## WORK REQUIRED
Of all the lines below, output only those starting at the one with "Target: police uniform" and ending at the one with "<point>6,63</point>", both ends included, exactly as written.

RECORDS SHOWN section start

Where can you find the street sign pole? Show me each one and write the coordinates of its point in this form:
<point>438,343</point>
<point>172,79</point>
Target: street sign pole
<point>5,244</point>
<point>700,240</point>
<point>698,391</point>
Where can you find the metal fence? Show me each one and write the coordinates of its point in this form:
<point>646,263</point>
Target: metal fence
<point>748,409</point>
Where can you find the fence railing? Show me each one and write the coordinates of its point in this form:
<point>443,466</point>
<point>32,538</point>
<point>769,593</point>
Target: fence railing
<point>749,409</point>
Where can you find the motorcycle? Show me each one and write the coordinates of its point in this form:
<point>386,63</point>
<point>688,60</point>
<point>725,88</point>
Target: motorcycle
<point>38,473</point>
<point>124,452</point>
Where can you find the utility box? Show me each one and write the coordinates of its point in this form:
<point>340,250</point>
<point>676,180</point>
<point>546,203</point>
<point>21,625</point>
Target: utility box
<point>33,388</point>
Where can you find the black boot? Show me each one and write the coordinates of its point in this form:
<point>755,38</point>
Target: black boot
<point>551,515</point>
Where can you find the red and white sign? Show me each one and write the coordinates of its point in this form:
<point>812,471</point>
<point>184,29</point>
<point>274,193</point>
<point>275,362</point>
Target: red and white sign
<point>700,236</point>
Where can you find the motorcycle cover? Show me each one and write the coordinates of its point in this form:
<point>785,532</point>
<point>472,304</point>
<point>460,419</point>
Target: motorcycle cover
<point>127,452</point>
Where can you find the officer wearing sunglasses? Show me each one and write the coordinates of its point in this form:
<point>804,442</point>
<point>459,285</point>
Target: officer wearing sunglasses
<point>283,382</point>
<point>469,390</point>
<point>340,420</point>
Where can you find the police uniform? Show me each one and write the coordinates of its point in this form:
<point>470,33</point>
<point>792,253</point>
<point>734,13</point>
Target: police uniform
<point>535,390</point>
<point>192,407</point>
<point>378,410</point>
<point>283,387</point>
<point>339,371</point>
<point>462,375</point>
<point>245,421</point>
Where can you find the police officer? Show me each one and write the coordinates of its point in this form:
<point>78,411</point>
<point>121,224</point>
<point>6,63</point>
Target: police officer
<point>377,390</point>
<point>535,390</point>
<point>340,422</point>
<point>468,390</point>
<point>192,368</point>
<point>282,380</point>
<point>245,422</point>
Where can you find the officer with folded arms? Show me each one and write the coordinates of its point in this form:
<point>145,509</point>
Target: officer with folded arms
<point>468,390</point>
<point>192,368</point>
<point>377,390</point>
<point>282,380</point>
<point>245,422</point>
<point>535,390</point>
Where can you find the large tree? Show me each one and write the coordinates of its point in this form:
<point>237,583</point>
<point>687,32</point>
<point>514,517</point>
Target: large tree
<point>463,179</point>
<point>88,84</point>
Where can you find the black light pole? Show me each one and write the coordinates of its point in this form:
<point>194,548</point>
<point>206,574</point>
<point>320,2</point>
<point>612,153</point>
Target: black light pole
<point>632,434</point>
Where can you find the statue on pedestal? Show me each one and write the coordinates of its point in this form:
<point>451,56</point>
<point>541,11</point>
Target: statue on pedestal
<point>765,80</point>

RECORDS SHOWN section end

## EXERCISE ANSWER
Target: police uniform
<point>535,390</point>
<point>192,407</point>
<point>378,410</point>
<point>283,387</point>
<point>339,371</point>
<point>462,375</point>
<point>245,421</point>
Where can you find the police officer? Show me each one and write the coordinates of its point in this form:
<point>78,411</point>
<point>121,224</point>
<point>6,63</point>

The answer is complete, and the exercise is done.